**TRECHO SELECIONADO**
+++
O medo também tomou conta de Caroline Sanches, de 29 anos. A última vez que a profissional de relações públicas ficou tanto tempo em casa foi quando quebrou o tornozelo, em 2017. Por dois meses de repouso, ela caiu em depressão profunda, um gatilho ativado no início da pandemia. “Isso me trouxe muita ansiedade no começo de tudo. Para piorar, além do isolamento, veio a obrigação de ser produtiva. No começo foi ótimo, eu e meu marido estávamos cozinhando todos os dias, mas no meio do caminho a energia caiu”, diz.

A ansiedade pela mudança de rotina aumentou ainda mais quando o ciclo menstrual mudou drasticamente. “Em abril atrasou um pouco, mas sem grandes sustos. Em maio, adiantou dez dias. Em junho foi alucinante, atrasou dez dias e sangrei muito pouco. Sem cólicas, sem dores de cabeça ou nas costas, o que é normal para mim. Já em julho foi o completo oposto. Muitos incômodos, insônia e dores. Além de muito sangue”, relata Carol.
+++
**REGISTROS**

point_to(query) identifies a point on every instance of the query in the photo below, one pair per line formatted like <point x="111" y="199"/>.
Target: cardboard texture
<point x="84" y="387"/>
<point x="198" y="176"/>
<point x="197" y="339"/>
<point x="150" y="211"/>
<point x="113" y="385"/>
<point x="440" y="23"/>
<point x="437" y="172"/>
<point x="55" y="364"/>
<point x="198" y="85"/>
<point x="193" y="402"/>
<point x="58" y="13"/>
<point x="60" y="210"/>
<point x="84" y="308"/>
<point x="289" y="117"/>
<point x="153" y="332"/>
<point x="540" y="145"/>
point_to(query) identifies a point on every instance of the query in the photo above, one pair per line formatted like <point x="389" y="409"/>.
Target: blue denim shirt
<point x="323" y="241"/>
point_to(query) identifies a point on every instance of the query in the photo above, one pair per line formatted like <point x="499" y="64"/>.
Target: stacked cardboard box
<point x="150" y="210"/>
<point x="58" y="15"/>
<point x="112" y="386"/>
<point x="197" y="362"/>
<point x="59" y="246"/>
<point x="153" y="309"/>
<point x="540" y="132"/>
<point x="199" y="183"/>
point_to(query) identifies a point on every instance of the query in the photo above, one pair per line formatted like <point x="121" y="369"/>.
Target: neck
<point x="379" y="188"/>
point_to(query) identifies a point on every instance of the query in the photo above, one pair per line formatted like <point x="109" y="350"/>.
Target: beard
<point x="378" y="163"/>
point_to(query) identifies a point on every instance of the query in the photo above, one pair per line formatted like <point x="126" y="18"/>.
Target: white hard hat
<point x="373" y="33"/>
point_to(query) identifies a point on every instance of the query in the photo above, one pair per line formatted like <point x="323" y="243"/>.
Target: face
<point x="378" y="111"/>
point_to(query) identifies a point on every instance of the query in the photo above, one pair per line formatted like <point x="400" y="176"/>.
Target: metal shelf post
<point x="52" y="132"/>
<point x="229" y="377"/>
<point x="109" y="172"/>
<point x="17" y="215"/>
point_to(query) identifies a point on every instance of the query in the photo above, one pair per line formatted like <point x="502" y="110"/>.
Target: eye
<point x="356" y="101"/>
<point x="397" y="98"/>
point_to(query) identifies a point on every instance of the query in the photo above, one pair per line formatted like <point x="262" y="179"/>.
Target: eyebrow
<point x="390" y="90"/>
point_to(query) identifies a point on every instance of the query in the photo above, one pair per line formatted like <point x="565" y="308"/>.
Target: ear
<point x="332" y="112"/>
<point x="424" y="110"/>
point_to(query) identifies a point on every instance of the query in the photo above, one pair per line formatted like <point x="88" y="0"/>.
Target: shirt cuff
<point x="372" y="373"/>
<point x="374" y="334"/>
+++
Dê continuidade ao texto sobre a ansiedade e as mudanças no ciclo menstrual de Caroline Sanches na pandemia, começando logo após a última frase apresentada.

Cuidados e ajuda médica

A médica Aline de Souza alerta para o fato de que, com o ciclo menstrual aumentando de tamanho, a ovulação também vai acontecer em um momento diferente do mês. É uma alteração que merece atenção, principalmente para o uso de métodos contraceptivos e a observação do muco vaginal, típico do período fértil. A recomendação é pecar pelo excesso – de proteção, neste caso –, já que o ciclo não está seguindo um padrão.

“Entendemos que o ciclo menstrual normal dura até 34 dias. Neste momento, tenho visto pessoas com ciclos de 40 ou 45 dias e, de fato, nenhum aumento nesta proporção é comum. O ideal é observar se o evento se repete por mais de três ciclos, quando já se torna necessário investigar a fundo as possíveis causas. Se o ciclo tem mais de 90 dias e testes de gravidez deram negativo, é indicado procurar ajuda médica”, aconselha Aline.